-- Begin Items --

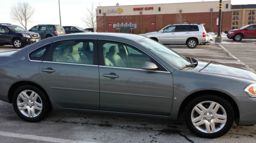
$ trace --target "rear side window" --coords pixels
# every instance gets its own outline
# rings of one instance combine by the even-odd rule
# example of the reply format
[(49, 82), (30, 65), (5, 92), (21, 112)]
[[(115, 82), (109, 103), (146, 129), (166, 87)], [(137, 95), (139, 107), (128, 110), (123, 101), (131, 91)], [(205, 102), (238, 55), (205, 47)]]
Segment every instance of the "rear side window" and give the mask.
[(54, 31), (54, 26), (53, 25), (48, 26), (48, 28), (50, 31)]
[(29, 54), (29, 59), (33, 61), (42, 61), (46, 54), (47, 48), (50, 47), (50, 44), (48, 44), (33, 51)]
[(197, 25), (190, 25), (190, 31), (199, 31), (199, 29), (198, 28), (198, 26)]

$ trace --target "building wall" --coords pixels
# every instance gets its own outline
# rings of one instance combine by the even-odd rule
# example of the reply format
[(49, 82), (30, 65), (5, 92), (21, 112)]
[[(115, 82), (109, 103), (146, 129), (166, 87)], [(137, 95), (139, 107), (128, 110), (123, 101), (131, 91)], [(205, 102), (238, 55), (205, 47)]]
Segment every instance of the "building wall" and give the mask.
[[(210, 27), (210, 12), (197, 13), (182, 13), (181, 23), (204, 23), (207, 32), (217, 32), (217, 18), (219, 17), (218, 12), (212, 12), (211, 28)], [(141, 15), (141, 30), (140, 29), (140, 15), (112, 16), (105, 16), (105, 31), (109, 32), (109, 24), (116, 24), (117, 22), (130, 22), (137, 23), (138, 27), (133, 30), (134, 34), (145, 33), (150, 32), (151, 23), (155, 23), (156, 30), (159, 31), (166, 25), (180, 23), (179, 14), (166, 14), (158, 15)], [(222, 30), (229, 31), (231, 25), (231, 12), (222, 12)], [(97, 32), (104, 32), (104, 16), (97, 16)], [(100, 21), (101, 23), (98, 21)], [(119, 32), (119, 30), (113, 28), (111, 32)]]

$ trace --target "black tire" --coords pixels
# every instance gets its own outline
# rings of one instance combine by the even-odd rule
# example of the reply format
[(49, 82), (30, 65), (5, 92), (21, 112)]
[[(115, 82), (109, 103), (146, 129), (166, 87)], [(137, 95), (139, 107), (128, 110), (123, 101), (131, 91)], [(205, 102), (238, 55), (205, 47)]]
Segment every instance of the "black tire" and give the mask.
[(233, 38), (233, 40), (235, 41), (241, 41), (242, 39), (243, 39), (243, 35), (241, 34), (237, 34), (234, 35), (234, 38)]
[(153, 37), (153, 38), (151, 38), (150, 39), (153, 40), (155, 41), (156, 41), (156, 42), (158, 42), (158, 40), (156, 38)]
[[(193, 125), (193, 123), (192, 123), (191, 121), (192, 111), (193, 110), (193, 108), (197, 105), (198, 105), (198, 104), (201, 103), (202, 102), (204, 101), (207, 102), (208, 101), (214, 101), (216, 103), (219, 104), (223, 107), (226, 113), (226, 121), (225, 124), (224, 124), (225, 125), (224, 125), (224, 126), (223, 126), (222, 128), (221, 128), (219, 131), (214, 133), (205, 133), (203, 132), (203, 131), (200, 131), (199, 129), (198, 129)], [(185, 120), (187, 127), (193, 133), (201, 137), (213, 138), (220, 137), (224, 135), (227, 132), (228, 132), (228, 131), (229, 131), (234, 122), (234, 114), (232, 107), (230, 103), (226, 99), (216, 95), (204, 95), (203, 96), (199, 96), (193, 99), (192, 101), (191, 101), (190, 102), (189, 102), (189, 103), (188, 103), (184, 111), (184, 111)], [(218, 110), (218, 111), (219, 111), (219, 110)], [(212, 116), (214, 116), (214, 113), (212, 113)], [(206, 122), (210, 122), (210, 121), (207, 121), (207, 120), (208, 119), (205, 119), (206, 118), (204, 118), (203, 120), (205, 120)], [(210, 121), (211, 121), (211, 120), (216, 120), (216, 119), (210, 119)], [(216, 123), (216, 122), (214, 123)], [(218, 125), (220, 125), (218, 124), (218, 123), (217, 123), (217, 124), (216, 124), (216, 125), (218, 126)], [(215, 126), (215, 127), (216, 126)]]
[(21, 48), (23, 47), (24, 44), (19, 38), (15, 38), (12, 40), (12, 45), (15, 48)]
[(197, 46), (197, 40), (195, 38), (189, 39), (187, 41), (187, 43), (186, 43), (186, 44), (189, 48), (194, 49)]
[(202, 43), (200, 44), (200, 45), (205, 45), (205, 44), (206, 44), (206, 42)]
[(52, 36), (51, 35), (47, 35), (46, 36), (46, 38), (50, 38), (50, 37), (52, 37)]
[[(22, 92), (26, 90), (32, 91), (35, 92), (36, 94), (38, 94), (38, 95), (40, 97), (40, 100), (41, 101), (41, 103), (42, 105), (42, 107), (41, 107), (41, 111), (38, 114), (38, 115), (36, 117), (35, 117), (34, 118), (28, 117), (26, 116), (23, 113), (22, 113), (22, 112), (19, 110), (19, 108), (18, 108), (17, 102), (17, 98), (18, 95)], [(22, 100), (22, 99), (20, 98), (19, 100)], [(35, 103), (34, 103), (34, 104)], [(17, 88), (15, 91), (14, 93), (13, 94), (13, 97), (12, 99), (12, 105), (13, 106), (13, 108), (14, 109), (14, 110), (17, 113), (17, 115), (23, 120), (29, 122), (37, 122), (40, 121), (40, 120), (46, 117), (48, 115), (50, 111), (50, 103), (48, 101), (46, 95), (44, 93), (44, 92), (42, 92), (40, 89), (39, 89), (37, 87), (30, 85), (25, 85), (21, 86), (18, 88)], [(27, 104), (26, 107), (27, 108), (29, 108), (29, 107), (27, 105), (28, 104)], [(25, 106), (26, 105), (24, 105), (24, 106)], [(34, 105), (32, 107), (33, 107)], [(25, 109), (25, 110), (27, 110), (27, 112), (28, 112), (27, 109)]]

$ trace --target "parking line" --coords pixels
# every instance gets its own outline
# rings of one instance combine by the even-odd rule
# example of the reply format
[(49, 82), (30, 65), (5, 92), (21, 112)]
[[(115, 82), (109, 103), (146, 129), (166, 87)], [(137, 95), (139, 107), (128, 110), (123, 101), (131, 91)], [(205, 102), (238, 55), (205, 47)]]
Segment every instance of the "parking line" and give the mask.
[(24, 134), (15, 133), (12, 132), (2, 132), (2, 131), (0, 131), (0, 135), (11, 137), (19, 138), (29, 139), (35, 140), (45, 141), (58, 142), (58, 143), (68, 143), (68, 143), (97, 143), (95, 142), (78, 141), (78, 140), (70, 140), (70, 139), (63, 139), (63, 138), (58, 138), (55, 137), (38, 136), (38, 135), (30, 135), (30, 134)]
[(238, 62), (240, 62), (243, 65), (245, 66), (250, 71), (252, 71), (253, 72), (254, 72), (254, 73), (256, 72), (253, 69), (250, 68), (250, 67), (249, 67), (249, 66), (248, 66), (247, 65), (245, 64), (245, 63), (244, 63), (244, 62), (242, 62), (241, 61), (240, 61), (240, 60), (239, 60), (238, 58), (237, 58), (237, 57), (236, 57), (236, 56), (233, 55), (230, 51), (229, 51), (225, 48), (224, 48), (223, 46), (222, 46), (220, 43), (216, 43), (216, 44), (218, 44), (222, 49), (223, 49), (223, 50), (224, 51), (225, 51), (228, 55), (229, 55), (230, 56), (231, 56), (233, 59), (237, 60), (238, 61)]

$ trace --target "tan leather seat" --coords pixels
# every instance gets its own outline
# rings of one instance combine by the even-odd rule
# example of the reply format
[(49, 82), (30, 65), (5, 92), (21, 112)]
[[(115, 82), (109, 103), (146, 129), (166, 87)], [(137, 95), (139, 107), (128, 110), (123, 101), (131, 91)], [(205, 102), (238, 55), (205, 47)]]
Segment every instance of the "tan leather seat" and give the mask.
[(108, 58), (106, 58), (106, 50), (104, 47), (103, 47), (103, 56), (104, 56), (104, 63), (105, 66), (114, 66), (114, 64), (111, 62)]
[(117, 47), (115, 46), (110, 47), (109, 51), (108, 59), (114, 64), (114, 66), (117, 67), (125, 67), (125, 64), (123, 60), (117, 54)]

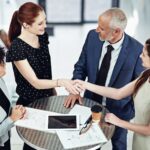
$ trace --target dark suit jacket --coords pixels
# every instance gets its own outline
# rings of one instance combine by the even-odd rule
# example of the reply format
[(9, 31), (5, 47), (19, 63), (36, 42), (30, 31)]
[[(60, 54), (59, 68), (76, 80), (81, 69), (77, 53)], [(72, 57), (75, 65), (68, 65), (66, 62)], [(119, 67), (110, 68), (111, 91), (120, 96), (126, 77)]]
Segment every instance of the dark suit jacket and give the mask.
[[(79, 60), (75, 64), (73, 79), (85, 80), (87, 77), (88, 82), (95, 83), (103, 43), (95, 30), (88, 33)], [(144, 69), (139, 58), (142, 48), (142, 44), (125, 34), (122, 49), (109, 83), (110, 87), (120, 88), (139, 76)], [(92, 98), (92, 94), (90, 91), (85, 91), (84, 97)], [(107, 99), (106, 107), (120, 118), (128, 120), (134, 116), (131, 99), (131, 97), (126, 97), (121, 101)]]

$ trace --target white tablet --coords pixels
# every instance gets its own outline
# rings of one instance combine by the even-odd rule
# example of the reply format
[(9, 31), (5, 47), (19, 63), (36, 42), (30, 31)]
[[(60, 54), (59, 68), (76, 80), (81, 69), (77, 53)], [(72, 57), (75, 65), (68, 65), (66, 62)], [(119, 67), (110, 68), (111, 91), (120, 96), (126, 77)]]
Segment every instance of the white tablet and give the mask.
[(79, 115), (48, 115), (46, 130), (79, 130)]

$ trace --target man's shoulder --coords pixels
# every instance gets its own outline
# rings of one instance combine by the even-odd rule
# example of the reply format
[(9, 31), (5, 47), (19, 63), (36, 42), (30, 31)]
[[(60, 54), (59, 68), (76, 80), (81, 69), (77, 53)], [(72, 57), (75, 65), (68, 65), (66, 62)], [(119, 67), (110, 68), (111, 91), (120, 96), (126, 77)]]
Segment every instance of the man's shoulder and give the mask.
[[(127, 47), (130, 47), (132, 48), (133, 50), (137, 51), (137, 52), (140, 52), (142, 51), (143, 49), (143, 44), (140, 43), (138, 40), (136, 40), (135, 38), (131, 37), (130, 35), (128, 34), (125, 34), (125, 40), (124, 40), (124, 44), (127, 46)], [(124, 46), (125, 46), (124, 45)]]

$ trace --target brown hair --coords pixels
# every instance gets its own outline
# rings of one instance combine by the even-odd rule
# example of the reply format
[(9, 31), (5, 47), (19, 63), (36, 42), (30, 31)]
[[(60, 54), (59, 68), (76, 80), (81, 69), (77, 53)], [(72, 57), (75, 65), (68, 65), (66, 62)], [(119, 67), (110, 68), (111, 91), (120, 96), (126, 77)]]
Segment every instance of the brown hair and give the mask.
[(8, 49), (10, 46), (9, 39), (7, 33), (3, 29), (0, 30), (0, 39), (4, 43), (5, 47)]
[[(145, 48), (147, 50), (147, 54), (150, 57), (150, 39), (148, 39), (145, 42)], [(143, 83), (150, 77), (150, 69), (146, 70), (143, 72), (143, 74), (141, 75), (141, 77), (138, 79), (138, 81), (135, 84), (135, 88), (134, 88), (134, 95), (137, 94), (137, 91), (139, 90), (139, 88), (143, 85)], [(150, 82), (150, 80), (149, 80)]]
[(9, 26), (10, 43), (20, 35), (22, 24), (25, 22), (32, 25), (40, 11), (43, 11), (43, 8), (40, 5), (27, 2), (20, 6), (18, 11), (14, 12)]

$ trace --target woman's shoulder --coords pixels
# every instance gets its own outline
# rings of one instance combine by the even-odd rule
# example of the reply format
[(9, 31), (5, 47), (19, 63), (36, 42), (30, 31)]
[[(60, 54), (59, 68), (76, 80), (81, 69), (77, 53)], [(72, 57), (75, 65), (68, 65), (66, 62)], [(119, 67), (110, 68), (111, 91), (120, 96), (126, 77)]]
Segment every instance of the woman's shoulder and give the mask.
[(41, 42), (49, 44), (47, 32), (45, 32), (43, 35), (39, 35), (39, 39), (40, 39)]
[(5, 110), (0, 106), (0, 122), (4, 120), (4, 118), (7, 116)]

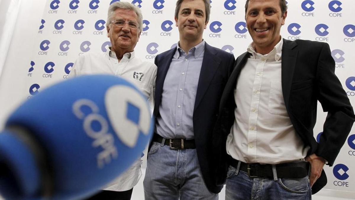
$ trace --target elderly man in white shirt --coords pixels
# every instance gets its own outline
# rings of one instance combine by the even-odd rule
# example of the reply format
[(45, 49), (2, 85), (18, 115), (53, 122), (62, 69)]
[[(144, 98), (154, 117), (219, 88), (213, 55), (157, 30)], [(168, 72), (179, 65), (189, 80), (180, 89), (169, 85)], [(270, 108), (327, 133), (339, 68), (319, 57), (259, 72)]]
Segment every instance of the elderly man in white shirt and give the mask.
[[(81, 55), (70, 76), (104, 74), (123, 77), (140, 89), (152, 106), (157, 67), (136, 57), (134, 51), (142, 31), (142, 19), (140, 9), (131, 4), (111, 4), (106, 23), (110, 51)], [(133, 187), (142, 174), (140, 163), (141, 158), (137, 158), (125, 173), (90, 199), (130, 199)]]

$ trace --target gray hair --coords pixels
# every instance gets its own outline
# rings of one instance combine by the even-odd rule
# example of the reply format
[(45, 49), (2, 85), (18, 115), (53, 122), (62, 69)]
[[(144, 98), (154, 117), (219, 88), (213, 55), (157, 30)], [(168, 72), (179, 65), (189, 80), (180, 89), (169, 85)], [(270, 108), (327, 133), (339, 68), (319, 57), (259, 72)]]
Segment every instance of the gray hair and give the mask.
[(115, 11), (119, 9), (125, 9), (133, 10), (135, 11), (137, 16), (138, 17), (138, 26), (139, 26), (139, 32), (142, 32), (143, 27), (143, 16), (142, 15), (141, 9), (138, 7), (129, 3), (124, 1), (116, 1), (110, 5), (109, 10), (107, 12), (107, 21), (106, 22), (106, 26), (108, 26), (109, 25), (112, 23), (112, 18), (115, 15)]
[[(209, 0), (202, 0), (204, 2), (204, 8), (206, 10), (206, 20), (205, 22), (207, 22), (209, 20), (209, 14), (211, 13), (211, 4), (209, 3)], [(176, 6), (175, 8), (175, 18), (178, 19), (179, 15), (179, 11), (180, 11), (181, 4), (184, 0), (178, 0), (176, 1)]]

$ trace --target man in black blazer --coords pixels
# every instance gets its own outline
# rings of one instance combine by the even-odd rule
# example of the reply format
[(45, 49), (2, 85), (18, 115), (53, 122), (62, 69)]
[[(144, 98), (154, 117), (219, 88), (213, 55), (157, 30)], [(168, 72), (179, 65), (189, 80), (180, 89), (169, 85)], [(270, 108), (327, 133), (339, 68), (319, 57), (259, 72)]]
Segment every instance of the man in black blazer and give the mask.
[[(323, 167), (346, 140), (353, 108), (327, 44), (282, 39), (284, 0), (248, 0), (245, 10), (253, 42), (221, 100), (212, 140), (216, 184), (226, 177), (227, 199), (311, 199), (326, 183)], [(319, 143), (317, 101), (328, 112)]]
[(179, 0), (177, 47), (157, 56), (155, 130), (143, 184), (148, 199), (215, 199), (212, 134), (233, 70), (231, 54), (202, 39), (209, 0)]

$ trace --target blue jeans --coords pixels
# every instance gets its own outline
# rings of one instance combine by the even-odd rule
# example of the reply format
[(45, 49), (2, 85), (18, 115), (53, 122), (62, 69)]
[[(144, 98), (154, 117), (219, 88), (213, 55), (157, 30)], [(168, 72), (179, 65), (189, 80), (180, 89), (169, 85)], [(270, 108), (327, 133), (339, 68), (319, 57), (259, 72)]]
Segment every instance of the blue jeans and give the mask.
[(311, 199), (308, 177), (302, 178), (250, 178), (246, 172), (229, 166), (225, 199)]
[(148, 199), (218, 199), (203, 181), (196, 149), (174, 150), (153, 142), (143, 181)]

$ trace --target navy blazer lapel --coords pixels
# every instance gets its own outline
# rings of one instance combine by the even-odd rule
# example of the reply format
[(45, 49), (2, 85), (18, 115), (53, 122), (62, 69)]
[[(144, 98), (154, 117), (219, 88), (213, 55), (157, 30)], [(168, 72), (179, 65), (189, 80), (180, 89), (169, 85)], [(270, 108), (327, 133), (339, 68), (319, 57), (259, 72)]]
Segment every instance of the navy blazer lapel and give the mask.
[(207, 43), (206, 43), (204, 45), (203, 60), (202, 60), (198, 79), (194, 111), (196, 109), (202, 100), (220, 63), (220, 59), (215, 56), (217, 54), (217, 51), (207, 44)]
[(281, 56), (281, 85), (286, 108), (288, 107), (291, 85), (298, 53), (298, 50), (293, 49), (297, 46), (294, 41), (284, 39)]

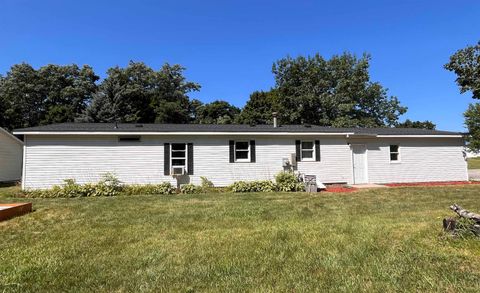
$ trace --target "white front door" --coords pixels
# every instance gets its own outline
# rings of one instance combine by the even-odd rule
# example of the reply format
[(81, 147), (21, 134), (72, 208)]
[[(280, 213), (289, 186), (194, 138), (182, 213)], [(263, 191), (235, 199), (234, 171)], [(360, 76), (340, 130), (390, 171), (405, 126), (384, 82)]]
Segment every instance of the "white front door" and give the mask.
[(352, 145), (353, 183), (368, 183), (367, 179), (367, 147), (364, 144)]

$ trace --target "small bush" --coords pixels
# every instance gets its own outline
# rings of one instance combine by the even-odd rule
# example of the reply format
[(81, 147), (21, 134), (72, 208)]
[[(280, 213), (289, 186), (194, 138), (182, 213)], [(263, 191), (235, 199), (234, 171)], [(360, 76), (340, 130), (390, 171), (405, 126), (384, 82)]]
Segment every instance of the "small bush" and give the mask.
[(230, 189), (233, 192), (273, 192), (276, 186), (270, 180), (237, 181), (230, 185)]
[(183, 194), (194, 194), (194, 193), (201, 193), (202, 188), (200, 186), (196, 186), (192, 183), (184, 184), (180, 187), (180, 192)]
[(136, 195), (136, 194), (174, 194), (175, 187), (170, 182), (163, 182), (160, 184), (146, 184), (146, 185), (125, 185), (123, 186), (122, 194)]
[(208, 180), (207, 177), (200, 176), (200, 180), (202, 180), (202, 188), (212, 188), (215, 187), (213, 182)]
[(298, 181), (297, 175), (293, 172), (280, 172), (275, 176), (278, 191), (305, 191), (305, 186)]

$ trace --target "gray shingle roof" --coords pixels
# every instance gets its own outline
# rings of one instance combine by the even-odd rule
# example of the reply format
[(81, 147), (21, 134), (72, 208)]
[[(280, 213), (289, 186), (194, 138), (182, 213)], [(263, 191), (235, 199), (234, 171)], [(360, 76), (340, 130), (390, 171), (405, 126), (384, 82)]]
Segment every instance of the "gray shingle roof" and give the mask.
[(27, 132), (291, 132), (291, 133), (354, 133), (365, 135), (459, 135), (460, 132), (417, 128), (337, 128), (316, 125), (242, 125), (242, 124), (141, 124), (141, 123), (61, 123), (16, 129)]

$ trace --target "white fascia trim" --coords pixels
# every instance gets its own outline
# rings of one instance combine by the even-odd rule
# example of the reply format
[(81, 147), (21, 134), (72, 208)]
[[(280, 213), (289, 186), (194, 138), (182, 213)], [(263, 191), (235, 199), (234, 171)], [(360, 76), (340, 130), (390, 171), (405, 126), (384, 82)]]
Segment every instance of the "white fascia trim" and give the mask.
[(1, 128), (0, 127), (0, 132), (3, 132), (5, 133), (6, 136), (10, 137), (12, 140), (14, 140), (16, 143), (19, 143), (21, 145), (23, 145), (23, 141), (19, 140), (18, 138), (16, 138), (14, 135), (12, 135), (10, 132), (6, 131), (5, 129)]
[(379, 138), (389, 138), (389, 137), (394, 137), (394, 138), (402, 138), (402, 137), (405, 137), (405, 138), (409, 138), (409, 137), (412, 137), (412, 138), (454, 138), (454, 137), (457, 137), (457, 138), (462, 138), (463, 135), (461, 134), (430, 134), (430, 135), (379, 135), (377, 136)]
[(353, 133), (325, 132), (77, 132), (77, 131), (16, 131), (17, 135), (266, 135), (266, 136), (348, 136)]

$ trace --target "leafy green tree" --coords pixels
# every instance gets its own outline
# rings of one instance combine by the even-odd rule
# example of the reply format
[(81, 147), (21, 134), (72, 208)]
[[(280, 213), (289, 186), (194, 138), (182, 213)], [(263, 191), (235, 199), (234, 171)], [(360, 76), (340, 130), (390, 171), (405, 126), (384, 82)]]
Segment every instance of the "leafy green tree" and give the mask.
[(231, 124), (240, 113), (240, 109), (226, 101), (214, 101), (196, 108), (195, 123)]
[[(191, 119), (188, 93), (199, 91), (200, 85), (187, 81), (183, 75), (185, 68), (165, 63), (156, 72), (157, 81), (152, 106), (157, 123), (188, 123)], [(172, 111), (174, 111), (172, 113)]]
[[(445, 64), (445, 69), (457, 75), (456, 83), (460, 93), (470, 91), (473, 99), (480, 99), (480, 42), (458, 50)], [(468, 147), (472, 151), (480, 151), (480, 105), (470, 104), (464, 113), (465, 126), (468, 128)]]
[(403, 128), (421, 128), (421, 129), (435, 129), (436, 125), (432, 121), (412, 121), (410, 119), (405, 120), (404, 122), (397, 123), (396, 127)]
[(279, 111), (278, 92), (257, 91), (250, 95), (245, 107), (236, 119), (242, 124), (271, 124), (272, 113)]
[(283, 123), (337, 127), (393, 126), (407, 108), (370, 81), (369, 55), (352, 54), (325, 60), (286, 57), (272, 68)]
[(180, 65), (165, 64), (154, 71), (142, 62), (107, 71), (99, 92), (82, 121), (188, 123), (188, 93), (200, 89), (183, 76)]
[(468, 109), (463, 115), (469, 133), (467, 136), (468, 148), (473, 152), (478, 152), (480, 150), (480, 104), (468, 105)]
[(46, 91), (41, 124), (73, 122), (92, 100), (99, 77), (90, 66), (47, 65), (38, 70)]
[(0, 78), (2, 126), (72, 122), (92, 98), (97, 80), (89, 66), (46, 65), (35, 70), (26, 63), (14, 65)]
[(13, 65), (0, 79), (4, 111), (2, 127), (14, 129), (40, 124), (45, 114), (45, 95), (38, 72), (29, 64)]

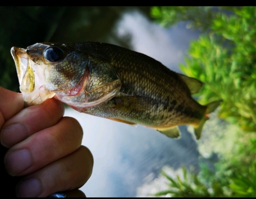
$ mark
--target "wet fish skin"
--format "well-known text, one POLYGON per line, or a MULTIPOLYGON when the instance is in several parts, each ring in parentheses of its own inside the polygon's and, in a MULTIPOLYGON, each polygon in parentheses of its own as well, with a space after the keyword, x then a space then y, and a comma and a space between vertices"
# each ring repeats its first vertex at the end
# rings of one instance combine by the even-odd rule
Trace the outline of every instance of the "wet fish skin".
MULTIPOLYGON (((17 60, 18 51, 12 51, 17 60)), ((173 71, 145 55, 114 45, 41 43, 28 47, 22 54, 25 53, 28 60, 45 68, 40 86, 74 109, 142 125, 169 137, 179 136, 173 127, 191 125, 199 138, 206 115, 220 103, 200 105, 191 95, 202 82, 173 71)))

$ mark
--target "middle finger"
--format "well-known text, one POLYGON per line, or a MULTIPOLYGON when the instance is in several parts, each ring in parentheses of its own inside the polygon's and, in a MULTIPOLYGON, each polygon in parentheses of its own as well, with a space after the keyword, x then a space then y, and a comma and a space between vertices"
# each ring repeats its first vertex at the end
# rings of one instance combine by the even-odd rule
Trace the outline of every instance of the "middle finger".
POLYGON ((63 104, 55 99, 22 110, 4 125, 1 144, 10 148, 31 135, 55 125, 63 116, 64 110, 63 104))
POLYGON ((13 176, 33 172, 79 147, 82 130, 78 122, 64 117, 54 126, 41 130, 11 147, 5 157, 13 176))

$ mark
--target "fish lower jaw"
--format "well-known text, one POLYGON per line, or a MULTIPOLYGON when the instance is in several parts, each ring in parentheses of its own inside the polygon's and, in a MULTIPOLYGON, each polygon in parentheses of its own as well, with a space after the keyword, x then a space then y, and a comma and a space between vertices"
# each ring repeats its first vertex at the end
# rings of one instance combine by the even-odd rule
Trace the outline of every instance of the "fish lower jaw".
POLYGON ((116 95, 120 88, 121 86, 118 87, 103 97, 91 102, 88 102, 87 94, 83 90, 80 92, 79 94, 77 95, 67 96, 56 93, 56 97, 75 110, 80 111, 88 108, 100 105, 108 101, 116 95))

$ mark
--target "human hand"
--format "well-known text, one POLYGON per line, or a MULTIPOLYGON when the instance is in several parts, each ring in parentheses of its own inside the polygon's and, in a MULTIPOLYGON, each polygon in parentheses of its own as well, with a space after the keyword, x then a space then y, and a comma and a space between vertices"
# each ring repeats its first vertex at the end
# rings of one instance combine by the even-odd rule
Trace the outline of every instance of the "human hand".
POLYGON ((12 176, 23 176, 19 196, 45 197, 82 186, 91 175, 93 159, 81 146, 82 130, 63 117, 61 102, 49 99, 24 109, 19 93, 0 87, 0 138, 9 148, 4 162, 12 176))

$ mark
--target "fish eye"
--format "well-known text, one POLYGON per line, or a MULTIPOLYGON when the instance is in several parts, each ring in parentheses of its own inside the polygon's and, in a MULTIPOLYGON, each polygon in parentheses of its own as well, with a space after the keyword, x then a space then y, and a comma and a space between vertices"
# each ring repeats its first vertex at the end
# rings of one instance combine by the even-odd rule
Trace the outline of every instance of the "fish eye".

-- End Items --

**Stated goal**
Convert the lines of the material starting at the line that contains "blazer --coords pixels" and ending at the line that contains "Segment every instance of the man in" into a Markdown table with the columns Row and Line. Number each line in the Row column and leave out blank lines.

**Answer to the exercise**
| Row | Line |
|---|---|
| 1 | $ trace --target man in black blazer --coords pixels |
| 2 | # every instance gets its own outline |
| 3 | # rings of one instance combine by the even-odd rule |
| 4 | # example of the reply format |
| 5 | [(45, 49), (2, 85), (18, 115), (53, 122), (62, 69)] |
| 6 | [[(144, 98), (154, 117), (219, 88), (213, 55), (157, 30)], [(168, 72), (179, 65), (189, 80), (180, 89), (169, 85)], [(270, 108), (327, 133), (339, 68), (319, 57), (259, 72)]] |
| 7 | Segment every instance of the man in black blazer and give the mask. |